▶ **Задание**:
Перескажите в двух предложениях отрывок о гостиных в богатых домах.

▶ **Отрывок со страницы**:

----------------------------------------

Впрочем, отдельная приемная была слишком большой роскошью, и при большом съезде гостей она могла использоваться как обычная гостиная, например, для карточной игры. Так что в ней могли стоять под подоконниками сложенные ломберные столы, а количество стульев было большим.

Если мы оказались в богатом доме с несколькими гостиными, то далее мы пройдем в большую, основную гостиную, где и происходил обычный прием гостей, например, званый вечер без танцев. Все эти комнаты были проходные при принятом в ту пору анфиладном расположении помещений. Таков, например, был московский дом Милютиных, от которого сохранилось, впрочем, только название Милютинского переулка: «Наш дом, – вспоминал Д.А. Милютин, – состоял, по обыкновению, из целой анфилады зал, гостиных...» (54, с. 60). Аналогичный характер имела планировка дома графов Олсуфьевых на Девичьем поле в Москве: «Дом был огромный... В этом доме было 17 комнат. Из передней шла целая анфилада комнат...» (46, с. 253).

Гостиная или «зала» в XVIII в. отличалась строгостью и даже некоторой торжественной мрачностью. Стены обшивались дубовыми панелями, а над ними затягивались какой-либо тканью или даже кожей; особенно ценилась тисненая испанская кожа с золотым орнаментом. Сегодня небольшой участок такой стены, обитой испанской кожей (это вовсе не значит, что она непременно была привезена из Испании) можно увидеть в Москве в зале ресторана Дома ученых на Пречистенке, в бывшем особняке Архаровых. Впрочем, менее притязательные хозяева могли обить стены простым холстом и покрыть их на этой основе живописью. А в центре такой «залы» на дубовом паркетном полу стоял огромный стол, окруженный стульями, а вдоль стен чинно выстраивались ряды таких же стульев.

----------------------------------------

[Строки из набора для разметки точек]
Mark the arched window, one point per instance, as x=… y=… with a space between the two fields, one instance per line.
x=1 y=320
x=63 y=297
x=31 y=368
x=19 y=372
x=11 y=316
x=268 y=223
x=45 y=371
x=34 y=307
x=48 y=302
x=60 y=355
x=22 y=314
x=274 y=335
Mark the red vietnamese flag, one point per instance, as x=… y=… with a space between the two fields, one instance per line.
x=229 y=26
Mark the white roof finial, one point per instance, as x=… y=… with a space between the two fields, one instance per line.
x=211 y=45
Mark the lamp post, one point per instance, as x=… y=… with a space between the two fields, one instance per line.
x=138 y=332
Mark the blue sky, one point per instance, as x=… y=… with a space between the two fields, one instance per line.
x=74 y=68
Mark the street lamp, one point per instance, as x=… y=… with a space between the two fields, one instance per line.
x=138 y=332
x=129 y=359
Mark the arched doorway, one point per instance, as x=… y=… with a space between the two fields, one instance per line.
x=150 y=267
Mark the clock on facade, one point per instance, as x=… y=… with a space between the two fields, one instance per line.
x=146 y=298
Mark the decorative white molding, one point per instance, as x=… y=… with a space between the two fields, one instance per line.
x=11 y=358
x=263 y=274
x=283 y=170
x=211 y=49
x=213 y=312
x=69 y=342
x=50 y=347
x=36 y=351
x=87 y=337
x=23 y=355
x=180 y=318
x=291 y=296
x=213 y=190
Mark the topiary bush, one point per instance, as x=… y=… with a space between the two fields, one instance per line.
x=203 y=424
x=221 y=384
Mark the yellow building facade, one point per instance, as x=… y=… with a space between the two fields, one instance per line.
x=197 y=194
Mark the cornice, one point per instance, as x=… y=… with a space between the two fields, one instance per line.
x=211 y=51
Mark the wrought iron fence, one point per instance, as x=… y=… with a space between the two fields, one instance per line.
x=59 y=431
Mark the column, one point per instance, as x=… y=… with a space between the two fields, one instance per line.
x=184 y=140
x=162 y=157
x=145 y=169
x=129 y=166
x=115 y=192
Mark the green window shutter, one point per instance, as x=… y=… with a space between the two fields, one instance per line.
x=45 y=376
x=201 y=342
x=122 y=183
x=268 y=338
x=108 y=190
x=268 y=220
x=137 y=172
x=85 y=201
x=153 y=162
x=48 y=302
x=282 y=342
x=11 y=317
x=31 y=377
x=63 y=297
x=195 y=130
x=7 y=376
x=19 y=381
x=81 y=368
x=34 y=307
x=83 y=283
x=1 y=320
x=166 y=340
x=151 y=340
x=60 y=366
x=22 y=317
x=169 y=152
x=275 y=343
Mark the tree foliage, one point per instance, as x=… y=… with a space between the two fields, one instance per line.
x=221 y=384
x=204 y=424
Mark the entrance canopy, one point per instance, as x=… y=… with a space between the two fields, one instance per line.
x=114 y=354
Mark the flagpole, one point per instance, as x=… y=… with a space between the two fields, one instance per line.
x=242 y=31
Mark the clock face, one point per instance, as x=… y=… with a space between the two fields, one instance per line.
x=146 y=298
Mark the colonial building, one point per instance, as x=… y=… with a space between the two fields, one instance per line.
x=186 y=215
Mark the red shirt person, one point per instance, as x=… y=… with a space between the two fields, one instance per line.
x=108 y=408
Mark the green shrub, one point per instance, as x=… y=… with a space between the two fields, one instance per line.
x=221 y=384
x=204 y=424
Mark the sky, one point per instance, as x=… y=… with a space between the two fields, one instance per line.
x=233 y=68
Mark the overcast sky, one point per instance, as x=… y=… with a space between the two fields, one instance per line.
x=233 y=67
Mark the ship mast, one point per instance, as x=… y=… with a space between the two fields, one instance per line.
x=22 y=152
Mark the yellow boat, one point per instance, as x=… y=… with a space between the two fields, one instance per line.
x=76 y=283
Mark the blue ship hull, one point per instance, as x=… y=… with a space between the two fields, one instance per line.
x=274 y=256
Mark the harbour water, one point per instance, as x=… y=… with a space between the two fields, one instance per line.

----------------------------------------

▶ **Ответ**:
В богатом доме после приемной, которую при большом съезде гостей могли использовать как обычную гостиную, шла большая основная гостиная, а комнаты располагались анфиладой, как в домах Милютиных и Олсуфьевых. Гостиная XVIII века отличалась строгостью: стены обшивали дубовыми панелями, а выше затягивали тканью или кожей, в центре стоял огромный стол со стульями, и вдоль стен выстраивались ряды таких же стульев.